(Saved data entries)
....................

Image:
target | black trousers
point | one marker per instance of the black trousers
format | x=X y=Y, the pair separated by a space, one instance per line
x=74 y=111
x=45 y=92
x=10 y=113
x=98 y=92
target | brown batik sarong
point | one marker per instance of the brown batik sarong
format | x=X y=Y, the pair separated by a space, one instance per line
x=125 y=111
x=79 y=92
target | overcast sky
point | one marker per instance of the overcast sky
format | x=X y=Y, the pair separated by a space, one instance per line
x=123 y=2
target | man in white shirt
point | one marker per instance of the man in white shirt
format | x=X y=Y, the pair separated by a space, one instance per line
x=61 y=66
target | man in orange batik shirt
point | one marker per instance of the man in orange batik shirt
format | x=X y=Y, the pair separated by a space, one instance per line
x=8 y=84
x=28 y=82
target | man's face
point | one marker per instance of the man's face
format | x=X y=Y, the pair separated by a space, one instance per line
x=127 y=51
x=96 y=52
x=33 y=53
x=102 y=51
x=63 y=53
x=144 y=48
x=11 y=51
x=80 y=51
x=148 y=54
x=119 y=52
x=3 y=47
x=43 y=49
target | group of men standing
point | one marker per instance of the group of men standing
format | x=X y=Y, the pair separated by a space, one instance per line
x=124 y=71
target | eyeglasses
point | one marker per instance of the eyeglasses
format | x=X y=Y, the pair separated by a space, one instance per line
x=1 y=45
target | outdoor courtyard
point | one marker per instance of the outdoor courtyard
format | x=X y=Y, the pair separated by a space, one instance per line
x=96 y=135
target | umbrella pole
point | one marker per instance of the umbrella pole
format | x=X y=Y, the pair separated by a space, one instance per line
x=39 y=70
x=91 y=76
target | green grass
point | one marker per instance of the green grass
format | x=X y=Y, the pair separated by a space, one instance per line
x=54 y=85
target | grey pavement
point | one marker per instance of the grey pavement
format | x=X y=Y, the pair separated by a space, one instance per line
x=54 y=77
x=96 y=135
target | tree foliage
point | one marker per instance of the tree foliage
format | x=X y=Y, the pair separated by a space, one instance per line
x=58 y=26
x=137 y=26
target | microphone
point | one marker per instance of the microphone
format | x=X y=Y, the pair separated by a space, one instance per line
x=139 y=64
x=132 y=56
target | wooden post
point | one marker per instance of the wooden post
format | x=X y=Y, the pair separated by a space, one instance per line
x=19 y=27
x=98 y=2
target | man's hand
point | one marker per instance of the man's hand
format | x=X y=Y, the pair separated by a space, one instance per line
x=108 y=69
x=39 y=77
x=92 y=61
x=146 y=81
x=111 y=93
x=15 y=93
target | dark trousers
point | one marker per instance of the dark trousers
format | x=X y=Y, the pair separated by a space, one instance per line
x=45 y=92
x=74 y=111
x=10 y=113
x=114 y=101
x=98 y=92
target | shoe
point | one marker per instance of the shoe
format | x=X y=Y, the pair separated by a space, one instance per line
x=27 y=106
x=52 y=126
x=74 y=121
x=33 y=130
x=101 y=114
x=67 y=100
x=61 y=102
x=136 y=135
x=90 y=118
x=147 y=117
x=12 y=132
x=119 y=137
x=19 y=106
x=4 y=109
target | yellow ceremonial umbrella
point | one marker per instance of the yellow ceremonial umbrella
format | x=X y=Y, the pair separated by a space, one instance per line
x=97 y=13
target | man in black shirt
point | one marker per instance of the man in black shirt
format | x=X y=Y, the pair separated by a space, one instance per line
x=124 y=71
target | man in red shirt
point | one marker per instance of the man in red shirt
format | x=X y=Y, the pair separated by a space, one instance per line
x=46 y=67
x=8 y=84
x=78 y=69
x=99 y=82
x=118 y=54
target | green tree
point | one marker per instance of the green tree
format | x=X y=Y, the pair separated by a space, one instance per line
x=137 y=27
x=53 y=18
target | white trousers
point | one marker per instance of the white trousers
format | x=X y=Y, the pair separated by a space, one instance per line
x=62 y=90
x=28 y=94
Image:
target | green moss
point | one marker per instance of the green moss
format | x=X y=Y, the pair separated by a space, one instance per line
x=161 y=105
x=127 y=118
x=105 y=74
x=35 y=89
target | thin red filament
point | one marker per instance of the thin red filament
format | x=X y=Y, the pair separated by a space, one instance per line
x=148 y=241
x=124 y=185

....................

→ **Task objective**: Reproduce the full listing exactly.

→ **Answer to this problem**:
Image:
target | black trousers
point | one marker per instance of the black trousers
format | x=X y=Y, the pair separated by a space, one instance per line
x=74 y=111
x=45 y=92
x=10 y=113
x=98 y=92
target | brown batik sarong
point | one marker per instance of the brown batik sarong
format | x=X y=Y, the pair separated by a space, one instance per line
x=125 y=111
x=79 y=92
target | overcast sky
point | one marker per instance of the overcast sky
format | x=X y=Y, the pair separated by a space, one instance per line
x=123 y=2
target | man in white shirt
point | one marker per instance of the man in white shirt
format | x=X y=Y, the pair separated by a space, one instance per line
x=61 y=66
target | man in orange batik shirt
point | one marker per instance of the man in orange batik shirt
format | x=X y=Y, the pair separated by a space, one instance per line
x=8 y=84
x=28 y=82
target | man's face
point | one marker per instance of the man's face
format | x=X y=Y, the pair separated by a space, one instance per line
x=127 y=51
x=96 y=52
x=33 y=53
x=102 y=51
x=63 y=53
x=144 y=48
x=11 y=51
x=80 y=51
x=148 y=54
x=119 y=52
x=3 y=47
x=43 y=49
target | group of men standing
point | one marker per instance of the group of men standing
format | x=X y=Y, the pair separated by a space, one instance per line
x=124 y=71
target | eyeglasses
point | one marker per instance of the eyeglasses
format | x=X y=Y, the pair separated by a space, one instance per line
x=1 y=45
target | outdoor courtyard
point | one marker per instance of the outdoor courtyard
format | x=X y=Y, the pair separated by a space, one instance per line
x=96 y=135
target | umbrella pole
point | one marker per instance of the umbrella pole
format | x=X y=Y, the pair separated by a space, one instance per line
x=39 y=70
x=91 y=76
target | green grass
point | one marker per instance of the green grass
format | x=X y=Y, the pair separated by a space, one instance per line
x=54 y=85
target | grey pavement
point | one marker per instance of the grey pavement
format | x=X y=Y, the pair separated by a space, one instance per line
x=54 y=77
x=96 y=135
target | tree foliage
point | one marker per instance of the tree foliage
format | x=X y=Y, the pair separated by a space, one instance per line
x=58 y=26
x=137 y=26
target | microphone
point | one marker per instance of the microphone
format | x=X y=Y, the pair separated by a space, one instance per line
x=139 y=64
x=132 y=56
target | wooden post
point | one marker per instance of the wooden post
format | x=X y=Y, the pair separated by a space, one instance per line
x=19 y=27
x=98 y=2
target | man's hand
point | one marker per instance of the man's hand
format | x=X y=Y, the pair separated by a space, one instance per line
x=108 y=69
x=39 y=77
x=92 y=61
x=146 y=81
x=111 y=93
x=15 y=93
target | dark trousers
point | one marker per instance of the dark trousers
format | x=X y=Y, the pair separated by a space, one instance per line
x=45 y=92
x=74 y=111
x=10 y=113
x=114 y=101
x=98 y=92
target | shoe
point | one marker per instance of the shoe
format | x=X y=Y, the pair separated by a space, one instance per line
x=27 y=106
x=52 y=126
x=74 y=121
x=33 y=130
x=101 y=114
x=67 y=100
x=61 y=102
x=136 y=135
x=90 y=118
x=147 y=117
x=12 y=132
x=119 y=137
x=19 y=106
x=4 y=109
target | yellow ceremonial umbrella
point | one marker per instance of the yellow ceremonial umbrella
format | x=X y=Y, the pair separated by a space, one instance per line
x=97 y=13
target | man in black shirt
point | one marker per instance of the man in black shirt
format | x=X y=Y, the pair separated by a space, one instance per line
x=124 y=71
target | man in red shirt
point | one marker per instance of the man in red shirt
format | x=X y=Y, the pair separated by a space, one instance per line
x=46 y=67
x=8 y=84
x=78 y=69
x=99 y=82
x=118 y=54
target | green tree
point | one marker per instance of the green tree
format | x=X y=Y, the pair separated by a space, one instance per line
x=137 y=27
x=53 y=18
target | white trousers
point | one marker per instance of the white trousers
format | x=X y=Y, the pair separated by a space, one instance per line
x=62 y=90
x=28 y=94
Image:
target | green moss
point | one marker per instance of the green moss
format | x=X y=Y, the pair separated by a space, one instance per line
x=161 y=105
x=127 y=118
x=105 y=74
x=35 y=89
target | thin red filament
point | one marker per instance of the thin red filament
format | x=X y=Y, the pair separated by a space, one instance per line
x=148 y=241
x=124 y=185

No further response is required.